### What is required
Copy exactly, and only, the lines from the line containing "Would you mind pointing out the gable" through the last line of the records below, both included.

### Source material
□ □ □ □

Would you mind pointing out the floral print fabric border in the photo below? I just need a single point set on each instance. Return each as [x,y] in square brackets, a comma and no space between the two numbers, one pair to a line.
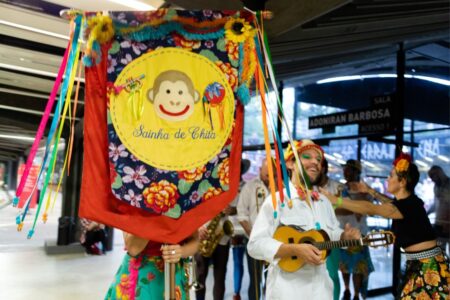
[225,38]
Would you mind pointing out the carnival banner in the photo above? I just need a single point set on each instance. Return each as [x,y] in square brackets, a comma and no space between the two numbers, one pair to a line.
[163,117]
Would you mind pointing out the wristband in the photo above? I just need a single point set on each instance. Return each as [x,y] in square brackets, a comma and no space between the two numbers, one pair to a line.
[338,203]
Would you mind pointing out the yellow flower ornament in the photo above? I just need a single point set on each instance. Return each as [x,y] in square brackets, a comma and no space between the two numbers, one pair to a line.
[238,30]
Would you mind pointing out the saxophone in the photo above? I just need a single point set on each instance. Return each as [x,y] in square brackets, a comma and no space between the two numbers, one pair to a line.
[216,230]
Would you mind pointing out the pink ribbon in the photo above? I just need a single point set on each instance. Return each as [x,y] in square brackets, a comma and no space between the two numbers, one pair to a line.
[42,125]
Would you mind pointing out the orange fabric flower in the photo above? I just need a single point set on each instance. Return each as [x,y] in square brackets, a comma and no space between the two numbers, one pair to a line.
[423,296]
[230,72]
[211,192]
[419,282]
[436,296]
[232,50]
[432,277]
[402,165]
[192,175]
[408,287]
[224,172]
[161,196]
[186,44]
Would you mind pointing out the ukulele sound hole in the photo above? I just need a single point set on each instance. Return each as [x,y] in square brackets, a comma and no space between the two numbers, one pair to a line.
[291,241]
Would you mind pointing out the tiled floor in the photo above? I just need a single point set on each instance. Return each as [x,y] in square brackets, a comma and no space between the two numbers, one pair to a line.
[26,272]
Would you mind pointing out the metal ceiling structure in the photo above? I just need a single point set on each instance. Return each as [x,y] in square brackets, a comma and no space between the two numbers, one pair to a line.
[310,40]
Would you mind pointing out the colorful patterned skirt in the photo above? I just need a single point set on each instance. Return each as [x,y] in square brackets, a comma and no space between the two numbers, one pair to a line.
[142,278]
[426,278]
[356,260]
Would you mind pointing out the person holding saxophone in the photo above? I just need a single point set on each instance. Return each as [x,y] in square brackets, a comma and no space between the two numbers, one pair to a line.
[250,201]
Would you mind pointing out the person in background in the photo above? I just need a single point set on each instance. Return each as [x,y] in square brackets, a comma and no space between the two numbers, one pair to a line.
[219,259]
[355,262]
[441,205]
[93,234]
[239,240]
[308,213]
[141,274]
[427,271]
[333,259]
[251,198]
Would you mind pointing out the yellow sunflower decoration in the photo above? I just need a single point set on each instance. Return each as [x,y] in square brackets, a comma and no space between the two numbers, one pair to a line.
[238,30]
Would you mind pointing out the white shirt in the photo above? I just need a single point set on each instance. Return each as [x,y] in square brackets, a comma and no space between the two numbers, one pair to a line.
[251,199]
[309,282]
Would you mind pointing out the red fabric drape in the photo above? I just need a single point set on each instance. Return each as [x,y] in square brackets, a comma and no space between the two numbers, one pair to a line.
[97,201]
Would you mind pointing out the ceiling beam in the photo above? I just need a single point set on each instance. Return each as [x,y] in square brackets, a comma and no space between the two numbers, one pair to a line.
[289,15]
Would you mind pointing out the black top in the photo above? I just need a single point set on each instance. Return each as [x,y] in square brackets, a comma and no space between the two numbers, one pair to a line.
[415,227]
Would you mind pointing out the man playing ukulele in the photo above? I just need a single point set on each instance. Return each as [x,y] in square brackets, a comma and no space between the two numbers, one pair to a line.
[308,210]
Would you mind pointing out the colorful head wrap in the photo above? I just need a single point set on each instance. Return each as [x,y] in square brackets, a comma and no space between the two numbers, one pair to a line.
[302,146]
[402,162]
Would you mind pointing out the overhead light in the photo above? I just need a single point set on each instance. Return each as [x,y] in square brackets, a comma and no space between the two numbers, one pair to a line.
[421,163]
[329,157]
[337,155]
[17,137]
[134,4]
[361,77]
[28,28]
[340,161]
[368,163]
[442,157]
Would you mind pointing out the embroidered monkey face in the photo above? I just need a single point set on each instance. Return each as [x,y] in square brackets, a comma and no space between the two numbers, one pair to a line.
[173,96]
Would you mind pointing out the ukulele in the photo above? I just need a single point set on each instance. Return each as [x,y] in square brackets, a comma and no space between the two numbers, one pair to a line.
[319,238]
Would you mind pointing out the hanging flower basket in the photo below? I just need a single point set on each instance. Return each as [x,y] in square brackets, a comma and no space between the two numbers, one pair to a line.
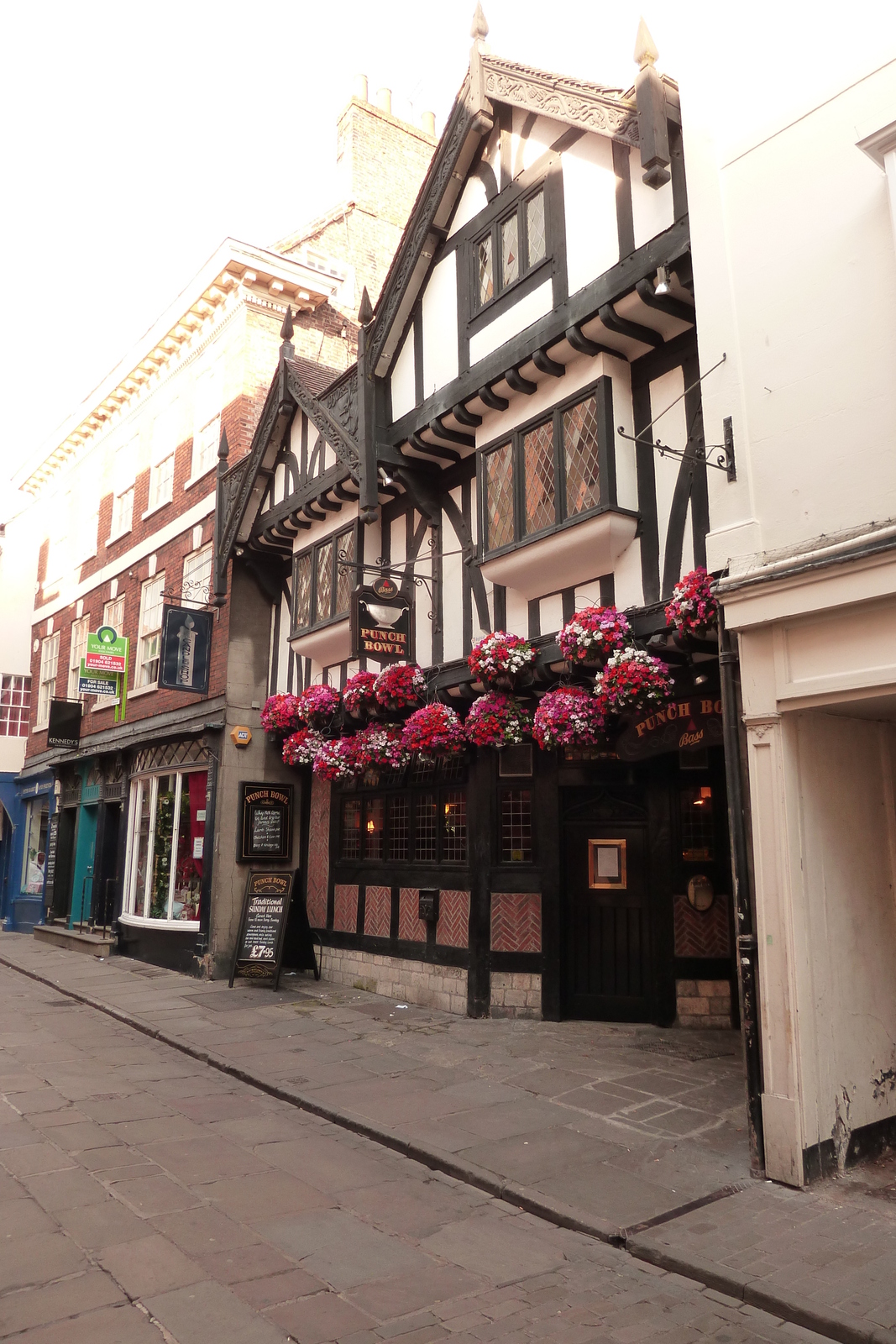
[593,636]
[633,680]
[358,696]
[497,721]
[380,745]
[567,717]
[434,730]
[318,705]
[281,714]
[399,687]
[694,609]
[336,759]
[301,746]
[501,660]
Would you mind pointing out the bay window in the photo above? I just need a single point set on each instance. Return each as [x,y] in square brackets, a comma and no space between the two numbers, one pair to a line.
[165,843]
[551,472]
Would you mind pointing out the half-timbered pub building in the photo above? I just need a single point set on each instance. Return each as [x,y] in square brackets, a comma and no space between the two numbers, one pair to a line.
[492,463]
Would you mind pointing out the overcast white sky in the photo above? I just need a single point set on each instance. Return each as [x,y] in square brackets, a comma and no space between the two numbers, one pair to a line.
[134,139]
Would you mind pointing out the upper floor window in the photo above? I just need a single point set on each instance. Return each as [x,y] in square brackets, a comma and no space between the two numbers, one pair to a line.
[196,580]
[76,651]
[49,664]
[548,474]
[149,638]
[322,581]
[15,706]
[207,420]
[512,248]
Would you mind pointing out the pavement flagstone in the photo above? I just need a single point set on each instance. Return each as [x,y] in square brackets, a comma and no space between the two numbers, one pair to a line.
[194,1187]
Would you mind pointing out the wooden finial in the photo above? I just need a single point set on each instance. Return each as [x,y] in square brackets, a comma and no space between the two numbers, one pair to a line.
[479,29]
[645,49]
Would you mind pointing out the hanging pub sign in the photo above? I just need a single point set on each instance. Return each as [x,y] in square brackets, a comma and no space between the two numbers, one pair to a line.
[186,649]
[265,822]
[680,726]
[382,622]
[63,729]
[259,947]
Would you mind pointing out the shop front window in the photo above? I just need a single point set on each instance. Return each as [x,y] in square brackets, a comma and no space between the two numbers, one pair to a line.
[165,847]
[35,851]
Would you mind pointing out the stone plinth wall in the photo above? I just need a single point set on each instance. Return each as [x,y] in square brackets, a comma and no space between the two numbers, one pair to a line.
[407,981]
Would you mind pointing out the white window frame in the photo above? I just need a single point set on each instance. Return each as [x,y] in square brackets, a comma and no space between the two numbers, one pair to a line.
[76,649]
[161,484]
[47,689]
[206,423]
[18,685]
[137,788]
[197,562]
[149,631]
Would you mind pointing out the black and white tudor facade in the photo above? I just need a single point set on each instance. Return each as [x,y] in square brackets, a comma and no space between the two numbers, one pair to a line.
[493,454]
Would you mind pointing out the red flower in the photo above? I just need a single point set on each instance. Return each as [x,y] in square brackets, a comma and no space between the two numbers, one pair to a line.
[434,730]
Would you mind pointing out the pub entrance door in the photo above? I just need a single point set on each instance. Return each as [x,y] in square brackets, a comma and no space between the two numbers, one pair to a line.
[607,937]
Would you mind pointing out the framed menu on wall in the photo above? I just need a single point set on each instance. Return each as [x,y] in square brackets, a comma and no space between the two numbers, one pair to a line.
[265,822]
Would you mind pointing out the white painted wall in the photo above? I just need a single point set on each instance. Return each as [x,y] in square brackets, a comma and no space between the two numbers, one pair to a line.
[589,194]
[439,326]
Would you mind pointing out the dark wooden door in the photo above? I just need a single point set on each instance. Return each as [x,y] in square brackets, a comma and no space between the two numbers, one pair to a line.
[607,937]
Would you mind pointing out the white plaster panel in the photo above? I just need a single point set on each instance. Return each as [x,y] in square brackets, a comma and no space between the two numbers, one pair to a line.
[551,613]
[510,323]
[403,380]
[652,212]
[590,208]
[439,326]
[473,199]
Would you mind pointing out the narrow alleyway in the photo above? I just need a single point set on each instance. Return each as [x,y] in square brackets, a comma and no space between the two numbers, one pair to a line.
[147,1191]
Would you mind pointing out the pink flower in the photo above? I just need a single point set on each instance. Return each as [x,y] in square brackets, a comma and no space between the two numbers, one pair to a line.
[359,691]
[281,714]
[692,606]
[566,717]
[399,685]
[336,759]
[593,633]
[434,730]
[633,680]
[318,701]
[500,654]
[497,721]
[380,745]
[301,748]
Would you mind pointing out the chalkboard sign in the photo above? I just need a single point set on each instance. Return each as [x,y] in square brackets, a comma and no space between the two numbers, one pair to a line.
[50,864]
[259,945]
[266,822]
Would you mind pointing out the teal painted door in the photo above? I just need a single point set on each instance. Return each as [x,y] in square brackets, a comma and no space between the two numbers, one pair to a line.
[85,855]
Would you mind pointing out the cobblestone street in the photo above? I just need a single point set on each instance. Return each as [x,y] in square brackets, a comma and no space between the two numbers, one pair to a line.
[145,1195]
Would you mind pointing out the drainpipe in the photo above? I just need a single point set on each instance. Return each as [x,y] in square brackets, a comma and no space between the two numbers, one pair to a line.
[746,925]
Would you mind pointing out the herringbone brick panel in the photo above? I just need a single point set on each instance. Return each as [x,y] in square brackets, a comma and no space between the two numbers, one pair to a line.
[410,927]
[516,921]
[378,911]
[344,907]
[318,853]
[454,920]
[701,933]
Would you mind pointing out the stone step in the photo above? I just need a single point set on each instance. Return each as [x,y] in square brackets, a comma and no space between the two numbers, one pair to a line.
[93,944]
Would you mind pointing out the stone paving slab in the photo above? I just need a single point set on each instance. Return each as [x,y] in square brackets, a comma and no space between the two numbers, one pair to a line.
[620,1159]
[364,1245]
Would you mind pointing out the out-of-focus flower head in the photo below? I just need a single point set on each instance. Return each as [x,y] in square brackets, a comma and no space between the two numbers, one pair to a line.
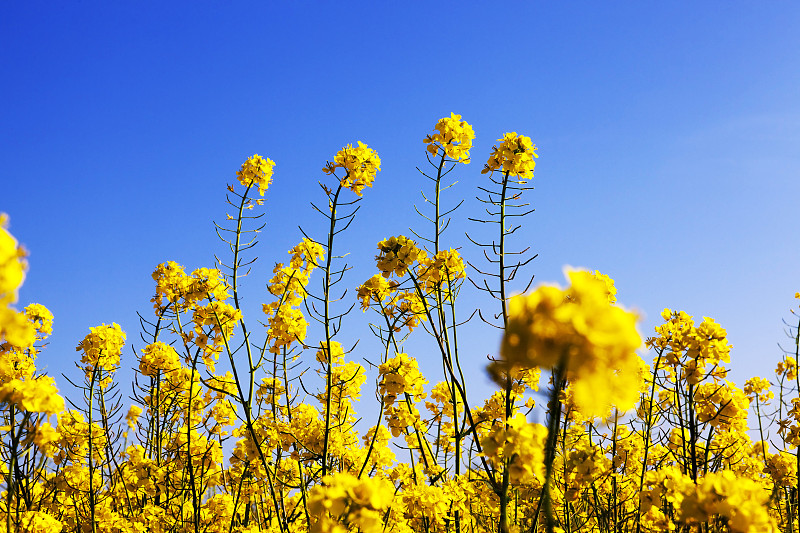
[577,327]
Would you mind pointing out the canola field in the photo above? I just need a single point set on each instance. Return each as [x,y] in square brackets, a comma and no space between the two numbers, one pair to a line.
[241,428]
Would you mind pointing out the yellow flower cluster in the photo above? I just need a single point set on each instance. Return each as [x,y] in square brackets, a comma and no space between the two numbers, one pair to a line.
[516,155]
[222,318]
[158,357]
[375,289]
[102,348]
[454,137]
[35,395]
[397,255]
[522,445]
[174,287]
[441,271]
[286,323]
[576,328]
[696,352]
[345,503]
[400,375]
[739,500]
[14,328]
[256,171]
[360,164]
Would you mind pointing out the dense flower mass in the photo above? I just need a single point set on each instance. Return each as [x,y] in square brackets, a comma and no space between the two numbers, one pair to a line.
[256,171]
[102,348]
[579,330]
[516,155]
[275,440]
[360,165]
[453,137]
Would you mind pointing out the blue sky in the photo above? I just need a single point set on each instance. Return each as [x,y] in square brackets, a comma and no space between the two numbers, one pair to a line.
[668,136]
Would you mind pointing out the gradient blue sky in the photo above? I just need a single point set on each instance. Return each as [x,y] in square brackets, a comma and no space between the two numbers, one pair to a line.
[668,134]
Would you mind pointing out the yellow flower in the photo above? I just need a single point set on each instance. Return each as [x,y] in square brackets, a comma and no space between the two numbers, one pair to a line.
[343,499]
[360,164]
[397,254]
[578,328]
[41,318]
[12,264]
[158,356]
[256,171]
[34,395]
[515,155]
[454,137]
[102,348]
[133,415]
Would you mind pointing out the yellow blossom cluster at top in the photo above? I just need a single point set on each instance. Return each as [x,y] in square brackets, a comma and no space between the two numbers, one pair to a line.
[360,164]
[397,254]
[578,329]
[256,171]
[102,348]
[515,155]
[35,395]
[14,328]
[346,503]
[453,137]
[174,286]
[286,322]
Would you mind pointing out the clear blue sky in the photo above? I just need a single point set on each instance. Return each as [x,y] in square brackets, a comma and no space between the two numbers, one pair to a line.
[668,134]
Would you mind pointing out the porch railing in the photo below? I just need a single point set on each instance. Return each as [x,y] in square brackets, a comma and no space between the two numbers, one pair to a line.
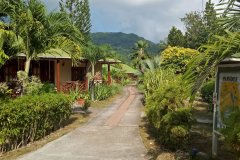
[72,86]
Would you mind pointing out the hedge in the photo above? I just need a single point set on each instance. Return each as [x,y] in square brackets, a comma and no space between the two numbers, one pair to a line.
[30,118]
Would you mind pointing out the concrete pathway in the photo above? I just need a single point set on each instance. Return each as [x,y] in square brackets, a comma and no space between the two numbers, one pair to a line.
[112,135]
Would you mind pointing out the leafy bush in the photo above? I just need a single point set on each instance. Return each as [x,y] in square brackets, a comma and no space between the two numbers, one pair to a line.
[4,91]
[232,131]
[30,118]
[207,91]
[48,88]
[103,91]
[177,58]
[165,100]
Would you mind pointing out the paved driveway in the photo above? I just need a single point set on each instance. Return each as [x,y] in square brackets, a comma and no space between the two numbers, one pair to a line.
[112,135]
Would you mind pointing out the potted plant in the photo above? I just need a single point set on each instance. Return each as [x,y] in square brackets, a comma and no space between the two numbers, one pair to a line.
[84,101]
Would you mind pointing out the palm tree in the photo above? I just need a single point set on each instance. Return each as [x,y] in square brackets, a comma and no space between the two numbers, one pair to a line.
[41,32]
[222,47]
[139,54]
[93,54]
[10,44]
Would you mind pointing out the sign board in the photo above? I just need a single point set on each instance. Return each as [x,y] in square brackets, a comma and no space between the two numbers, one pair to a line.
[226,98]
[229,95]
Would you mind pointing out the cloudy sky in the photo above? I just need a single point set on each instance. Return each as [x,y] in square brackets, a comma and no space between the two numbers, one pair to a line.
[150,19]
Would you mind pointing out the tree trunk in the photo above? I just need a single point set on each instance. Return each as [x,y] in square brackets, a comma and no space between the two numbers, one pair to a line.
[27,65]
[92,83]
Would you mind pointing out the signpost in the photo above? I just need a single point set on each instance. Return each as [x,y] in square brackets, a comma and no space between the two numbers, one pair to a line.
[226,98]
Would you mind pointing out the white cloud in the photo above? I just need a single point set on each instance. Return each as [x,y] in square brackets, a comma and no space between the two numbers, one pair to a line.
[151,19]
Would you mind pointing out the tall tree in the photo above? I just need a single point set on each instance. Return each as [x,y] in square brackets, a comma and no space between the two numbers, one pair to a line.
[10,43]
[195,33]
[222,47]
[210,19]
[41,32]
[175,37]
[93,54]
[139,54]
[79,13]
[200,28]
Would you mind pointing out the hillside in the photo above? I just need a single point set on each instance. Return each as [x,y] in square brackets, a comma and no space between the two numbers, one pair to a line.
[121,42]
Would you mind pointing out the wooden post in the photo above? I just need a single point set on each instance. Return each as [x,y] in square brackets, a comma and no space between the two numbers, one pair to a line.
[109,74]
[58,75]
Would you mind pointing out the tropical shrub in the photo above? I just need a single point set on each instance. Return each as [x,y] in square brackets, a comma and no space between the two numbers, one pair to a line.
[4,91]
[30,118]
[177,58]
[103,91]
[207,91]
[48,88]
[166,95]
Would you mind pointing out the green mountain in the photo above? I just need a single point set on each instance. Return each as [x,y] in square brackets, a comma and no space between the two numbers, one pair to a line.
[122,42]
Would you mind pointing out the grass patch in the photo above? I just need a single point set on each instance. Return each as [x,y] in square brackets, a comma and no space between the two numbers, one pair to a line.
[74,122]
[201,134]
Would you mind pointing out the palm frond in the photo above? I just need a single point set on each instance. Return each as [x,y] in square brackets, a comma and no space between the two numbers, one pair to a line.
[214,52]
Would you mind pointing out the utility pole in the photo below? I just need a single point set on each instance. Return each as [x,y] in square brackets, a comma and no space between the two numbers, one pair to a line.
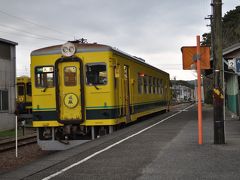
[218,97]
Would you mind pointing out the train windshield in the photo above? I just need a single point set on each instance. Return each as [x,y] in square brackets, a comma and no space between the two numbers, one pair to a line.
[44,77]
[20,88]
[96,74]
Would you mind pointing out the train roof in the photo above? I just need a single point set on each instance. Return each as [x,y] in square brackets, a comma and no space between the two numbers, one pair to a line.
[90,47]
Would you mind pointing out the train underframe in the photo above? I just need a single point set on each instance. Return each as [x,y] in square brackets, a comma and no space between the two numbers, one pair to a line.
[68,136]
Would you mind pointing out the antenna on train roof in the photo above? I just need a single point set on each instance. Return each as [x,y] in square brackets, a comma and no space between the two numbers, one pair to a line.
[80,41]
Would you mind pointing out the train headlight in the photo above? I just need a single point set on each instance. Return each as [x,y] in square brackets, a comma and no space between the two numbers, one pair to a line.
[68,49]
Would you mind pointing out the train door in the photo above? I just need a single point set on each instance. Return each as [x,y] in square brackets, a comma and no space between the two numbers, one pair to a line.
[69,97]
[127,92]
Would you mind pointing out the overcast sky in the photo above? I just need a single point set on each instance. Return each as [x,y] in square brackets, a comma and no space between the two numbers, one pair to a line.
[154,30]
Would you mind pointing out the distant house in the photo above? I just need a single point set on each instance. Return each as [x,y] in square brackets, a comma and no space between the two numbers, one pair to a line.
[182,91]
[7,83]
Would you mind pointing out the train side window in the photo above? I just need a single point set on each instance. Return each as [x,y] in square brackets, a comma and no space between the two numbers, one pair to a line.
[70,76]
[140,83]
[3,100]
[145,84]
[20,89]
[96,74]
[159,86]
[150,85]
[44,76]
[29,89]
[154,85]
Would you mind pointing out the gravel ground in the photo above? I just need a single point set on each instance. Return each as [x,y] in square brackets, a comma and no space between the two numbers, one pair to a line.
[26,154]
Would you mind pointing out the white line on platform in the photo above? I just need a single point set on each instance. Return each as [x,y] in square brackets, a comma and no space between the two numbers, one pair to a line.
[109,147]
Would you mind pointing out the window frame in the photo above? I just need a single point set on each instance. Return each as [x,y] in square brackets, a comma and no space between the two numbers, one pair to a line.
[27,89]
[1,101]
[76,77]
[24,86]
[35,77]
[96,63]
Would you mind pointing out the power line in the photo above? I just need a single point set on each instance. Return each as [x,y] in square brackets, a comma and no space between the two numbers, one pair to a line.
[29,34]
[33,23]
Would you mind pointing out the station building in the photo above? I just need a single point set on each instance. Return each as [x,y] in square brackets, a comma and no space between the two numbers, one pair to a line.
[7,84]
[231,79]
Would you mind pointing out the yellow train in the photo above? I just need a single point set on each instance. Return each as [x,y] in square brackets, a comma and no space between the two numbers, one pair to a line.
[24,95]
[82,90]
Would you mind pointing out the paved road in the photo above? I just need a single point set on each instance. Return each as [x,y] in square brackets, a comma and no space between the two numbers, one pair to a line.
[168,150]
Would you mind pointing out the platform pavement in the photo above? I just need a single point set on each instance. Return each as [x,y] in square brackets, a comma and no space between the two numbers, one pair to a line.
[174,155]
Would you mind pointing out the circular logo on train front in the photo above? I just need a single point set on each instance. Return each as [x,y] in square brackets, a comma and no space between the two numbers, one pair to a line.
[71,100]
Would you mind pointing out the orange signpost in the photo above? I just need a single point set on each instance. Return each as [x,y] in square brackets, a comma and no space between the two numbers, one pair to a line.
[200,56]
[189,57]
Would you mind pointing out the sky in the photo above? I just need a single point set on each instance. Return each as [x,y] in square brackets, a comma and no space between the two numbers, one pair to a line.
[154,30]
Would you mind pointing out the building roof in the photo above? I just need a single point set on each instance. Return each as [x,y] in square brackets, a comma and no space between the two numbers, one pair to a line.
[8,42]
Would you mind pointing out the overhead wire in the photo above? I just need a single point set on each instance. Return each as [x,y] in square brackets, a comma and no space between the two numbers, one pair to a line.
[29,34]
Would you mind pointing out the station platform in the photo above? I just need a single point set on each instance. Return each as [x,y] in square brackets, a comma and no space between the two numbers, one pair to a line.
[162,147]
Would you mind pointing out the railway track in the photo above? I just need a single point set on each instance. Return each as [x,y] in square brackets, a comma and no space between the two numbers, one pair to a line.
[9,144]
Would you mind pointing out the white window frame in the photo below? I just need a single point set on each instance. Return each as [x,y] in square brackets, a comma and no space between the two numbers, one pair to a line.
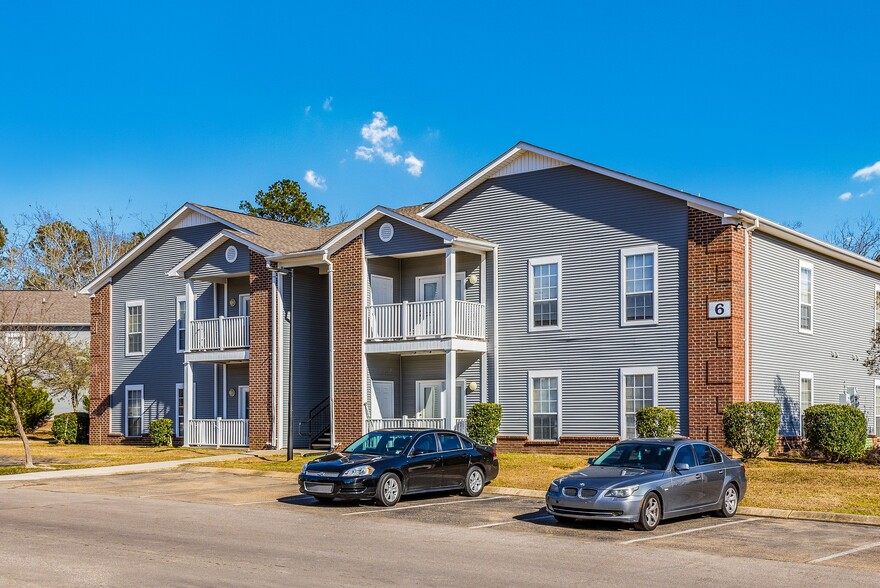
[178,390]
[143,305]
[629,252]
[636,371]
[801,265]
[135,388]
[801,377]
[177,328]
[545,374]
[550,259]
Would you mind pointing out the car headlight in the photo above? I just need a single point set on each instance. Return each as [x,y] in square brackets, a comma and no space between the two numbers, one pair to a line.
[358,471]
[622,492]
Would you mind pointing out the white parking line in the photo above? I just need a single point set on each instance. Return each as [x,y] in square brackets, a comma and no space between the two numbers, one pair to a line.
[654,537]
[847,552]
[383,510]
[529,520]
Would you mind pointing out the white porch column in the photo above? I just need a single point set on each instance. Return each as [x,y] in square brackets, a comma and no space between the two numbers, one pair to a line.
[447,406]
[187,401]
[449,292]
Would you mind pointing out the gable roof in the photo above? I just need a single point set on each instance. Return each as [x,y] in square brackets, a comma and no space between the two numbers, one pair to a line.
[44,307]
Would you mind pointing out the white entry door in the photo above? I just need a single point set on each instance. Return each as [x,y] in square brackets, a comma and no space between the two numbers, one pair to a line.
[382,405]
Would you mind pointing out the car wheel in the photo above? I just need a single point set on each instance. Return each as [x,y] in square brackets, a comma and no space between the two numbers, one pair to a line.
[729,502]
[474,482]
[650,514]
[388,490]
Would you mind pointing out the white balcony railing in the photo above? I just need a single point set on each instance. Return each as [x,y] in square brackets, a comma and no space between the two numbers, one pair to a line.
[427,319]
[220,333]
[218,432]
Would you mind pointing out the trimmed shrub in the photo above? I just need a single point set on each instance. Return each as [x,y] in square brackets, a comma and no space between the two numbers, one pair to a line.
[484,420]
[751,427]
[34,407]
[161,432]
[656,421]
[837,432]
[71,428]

□ □ □ □

### Task output
Would you mind pointing out the gable roof in the photo above? I just need a single point set on each instance. Return each as [x,y] in square brackets, a comma and no space between the two numbers, one pair to a line.
[44,307]
Would you mind pointing out the white entry door in the photo above? I just need a single point set on each instance. Return each as [x,y] in square brackets, a comma and no space between the two numbers, one pair to a line.
[382,405]
Would you mind pointing out the car wheel in the photo above? I just need a single point set on each instance. Return each as [x,y] in square brackets, a comma and no space between the two numbers, one pair to a line.
[729,502]
[474,482]
[650,514]
[388,490]
Would you mind pointing out the white balcony railing in the photo above? I just need a single point set on each instance. Return each as [x,y] in square brackets, a comma and no space between the two numbers, one pair to a line.
[427,319]
[220,333]
[218,432]
Would you mind pointing out the trimmed shrub in the photo above? I just need a single point set on each instance. Return each as [x,y] in square brackets, a comma and no space between the two numbers, one pair to a line.
[484,420]
[751,427]
[34,407]
[161,432]
[656,421]
[837,432]
[71,428]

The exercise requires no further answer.